1.11         "Person" means any natural person, contractor, partnership, corporation, trust, association, limited liability company, or other legally recognized entity.
 
1.12         "Software" means ALL LINK LIVE'S combination of the Licensed Technology with the Licensed Technology Derivative Work and all necessary Documentation into a commercially available software package, usable whether remotely stored and accessible via the global information network, on a local area network, or on an application service model.
 
1.13         "Source Code" means, collectively (a) the series of un-compiled instructions or any part thereof in human readable form, test programs and program specifications, compiler and assembler descriptions comprising a portion of the Licensed Technology; (b) descriptions and locations of Excluded Technology required to use or support the Licensed Technology; and/or (c) technical documentation, system documentation, operating instructions, logs, and/or training manuals that MDS uses to maintain or support the Licensed Technology.
 
1.14         "Territory" means the world.

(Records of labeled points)
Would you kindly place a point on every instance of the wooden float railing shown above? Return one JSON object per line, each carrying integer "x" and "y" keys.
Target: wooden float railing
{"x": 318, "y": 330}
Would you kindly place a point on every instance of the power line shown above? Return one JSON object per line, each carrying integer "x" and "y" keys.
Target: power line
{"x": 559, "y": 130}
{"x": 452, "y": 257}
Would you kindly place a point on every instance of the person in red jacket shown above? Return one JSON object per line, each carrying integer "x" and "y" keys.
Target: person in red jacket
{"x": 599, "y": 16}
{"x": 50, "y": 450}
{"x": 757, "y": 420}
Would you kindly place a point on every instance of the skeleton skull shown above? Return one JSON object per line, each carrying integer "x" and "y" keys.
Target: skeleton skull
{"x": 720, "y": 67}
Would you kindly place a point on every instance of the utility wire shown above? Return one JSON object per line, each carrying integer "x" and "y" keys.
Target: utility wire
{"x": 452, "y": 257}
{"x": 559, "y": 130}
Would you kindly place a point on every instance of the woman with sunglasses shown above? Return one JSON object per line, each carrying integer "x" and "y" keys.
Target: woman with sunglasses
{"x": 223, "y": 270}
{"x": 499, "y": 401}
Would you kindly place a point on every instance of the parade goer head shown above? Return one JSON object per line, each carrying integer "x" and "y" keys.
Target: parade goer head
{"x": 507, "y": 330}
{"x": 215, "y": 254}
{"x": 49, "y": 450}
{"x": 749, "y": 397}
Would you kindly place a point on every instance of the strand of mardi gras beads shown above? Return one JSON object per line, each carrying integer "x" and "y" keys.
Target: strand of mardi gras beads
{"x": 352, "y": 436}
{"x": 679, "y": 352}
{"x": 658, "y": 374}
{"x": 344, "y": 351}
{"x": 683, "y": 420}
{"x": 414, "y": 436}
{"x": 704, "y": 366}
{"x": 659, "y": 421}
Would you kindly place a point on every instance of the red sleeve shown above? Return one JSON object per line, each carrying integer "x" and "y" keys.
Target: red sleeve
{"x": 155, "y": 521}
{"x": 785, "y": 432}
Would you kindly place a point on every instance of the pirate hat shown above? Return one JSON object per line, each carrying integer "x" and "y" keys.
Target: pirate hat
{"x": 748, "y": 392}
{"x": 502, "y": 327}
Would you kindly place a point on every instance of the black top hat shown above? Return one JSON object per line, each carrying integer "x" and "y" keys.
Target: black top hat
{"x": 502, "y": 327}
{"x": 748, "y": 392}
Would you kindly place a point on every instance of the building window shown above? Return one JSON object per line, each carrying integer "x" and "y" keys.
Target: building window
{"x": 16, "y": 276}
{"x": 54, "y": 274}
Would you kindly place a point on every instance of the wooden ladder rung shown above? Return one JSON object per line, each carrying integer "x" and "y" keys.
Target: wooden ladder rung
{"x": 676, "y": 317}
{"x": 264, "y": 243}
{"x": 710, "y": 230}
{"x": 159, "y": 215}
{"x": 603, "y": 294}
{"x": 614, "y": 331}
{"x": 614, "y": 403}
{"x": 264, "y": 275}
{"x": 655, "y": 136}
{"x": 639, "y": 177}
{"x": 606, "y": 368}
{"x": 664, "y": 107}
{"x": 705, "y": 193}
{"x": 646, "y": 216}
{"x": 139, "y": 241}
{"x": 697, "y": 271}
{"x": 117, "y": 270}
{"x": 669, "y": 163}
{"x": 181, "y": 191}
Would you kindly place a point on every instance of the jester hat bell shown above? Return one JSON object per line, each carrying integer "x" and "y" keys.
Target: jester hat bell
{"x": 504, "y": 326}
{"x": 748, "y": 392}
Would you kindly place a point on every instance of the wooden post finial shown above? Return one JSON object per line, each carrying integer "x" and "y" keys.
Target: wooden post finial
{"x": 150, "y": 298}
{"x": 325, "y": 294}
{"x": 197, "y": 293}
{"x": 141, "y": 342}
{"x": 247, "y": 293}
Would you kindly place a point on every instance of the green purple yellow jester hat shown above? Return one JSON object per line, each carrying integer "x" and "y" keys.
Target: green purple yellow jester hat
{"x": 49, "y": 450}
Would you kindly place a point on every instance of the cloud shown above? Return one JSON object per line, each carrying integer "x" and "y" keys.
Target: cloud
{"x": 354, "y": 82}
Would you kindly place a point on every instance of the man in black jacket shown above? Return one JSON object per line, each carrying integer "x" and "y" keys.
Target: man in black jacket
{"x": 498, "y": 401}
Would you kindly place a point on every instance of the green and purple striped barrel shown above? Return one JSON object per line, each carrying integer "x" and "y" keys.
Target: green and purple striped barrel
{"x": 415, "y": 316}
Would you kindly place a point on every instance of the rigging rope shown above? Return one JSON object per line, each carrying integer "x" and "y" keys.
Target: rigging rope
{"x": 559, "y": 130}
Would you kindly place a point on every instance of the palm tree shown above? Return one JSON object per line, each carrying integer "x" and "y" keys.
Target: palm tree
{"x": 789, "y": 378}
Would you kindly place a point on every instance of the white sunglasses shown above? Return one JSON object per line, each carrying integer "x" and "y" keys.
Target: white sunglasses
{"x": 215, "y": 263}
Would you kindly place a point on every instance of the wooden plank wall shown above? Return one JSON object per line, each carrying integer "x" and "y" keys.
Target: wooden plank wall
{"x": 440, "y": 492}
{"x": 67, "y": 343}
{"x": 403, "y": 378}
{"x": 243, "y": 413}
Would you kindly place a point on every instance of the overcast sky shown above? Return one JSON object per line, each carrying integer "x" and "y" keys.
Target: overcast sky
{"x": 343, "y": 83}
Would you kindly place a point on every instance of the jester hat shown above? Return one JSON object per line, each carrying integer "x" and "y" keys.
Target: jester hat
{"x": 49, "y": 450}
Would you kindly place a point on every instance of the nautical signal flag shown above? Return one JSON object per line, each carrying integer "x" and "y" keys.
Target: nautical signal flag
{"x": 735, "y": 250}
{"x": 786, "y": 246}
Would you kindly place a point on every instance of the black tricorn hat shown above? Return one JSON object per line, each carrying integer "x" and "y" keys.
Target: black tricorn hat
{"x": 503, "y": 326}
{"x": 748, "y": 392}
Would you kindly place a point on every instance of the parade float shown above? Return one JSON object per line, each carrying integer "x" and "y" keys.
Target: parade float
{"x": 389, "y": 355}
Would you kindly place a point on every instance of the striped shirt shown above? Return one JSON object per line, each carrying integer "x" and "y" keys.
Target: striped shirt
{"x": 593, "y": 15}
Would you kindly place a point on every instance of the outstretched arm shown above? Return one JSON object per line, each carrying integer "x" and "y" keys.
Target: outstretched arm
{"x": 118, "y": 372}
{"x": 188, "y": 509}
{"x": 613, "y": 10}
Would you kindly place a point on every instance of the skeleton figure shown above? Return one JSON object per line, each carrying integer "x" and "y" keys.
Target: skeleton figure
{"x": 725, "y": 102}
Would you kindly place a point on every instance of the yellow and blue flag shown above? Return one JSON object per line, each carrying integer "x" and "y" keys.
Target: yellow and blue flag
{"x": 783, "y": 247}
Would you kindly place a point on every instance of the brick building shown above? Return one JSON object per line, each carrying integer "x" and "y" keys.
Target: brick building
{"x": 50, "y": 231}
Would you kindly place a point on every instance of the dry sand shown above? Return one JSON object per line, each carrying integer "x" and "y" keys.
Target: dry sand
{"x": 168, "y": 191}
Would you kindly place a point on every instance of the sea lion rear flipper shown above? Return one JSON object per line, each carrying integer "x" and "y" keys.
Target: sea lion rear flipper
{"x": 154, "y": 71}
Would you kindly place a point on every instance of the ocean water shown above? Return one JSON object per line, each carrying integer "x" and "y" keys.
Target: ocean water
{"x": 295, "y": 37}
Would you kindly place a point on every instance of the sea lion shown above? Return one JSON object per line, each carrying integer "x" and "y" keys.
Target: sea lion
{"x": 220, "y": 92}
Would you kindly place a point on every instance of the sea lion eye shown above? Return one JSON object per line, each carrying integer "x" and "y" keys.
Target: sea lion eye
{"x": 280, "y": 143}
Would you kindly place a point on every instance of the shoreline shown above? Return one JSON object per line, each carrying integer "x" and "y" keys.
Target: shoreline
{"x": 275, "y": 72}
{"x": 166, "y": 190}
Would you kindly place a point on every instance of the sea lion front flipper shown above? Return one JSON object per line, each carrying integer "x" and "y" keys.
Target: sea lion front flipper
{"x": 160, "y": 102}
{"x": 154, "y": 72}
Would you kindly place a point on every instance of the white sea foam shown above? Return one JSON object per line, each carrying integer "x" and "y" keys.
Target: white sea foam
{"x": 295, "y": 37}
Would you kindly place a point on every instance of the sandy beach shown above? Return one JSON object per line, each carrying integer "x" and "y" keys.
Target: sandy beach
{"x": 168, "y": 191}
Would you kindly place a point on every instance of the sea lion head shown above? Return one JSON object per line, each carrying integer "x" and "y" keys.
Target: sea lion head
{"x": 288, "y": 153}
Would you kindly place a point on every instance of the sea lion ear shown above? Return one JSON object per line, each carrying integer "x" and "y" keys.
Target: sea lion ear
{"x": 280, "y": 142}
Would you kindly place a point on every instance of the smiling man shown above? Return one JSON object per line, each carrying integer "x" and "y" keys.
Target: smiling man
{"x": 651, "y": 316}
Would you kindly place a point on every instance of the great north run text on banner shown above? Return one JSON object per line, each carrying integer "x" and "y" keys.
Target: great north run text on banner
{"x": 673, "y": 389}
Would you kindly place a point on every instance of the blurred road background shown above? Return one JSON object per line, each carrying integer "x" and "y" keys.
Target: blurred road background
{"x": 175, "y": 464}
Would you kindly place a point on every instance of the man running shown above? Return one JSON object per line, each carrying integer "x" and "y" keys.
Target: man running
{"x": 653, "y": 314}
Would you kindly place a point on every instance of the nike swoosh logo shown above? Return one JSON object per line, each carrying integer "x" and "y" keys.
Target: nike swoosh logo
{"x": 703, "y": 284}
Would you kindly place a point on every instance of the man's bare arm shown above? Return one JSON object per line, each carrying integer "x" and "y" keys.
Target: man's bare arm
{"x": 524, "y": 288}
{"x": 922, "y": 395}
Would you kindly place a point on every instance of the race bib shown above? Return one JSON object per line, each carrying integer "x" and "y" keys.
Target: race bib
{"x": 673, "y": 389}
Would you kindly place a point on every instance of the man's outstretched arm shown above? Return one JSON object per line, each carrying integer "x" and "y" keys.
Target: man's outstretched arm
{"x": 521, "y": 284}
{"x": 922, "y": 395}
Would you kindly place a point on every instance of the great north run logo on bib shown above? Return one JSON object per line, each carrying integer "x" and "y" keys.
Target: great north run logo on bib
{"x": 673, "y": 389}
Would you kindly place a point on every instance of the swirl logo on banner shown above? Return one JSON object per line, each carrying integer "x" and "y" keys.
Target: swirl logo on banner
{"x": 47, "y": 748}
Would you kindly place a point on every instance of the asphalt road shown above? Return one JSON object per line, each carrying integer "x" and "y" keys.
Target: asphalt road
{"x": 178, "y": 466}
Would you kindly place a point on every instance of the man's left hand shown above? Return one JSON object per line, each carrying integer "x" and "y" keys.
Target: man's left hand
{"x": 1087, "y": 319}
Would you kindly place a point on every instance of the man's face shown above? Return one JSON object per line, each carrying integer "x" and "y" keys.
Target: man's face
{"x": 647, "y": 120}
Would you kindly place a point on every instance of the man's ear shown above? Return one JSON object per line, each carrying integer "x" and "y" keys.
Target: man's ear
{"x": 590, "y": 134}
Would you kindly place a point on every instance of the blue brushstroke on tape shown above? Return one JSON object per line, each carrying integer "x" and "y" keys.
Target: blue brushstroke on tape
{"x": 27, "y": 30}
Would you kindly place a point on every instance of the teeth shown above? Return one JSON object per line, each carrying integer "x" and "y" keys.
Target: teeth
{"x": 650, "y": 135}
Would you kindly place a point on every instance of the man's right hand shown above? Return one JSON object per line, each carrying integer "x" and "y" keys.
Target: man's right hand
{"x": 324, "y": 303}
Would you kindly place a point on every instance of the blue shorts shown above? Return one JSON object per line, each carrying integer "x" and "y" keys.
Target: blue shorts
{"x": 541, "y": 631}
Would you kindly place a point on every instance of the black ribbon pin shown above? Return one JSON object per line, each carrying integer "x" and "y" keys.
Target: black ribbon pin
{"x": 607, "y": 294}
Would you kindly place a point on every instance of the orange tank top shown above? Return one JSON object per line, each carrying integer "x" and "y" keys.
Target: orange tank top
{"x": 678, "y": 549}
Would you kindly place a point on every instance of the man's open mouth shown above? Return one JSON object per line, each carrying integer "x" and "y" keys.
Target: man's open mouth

- EXERCISE INSTRUCTIONS -
A: Under the definitions section, which material concerning Excluded Technology is counted as "Source Code", and what qualifies it for inclusion? Answer in one to three sentences.
B: Locate each line in the records that contains the word "background", and copy those lines.

- SOLUTIONS BELOW -
A: Clause (b) of the "Source Code" definition includes descriptions and locations of Excluded Technology. They are included only when they are required to use or support the Licensed Technology.

B:
Would you kindly place a point on every instance of the blurred road background shown above? Return one JSON object per line, each carrying integer "x" and "y" keys.
Target: blurred road background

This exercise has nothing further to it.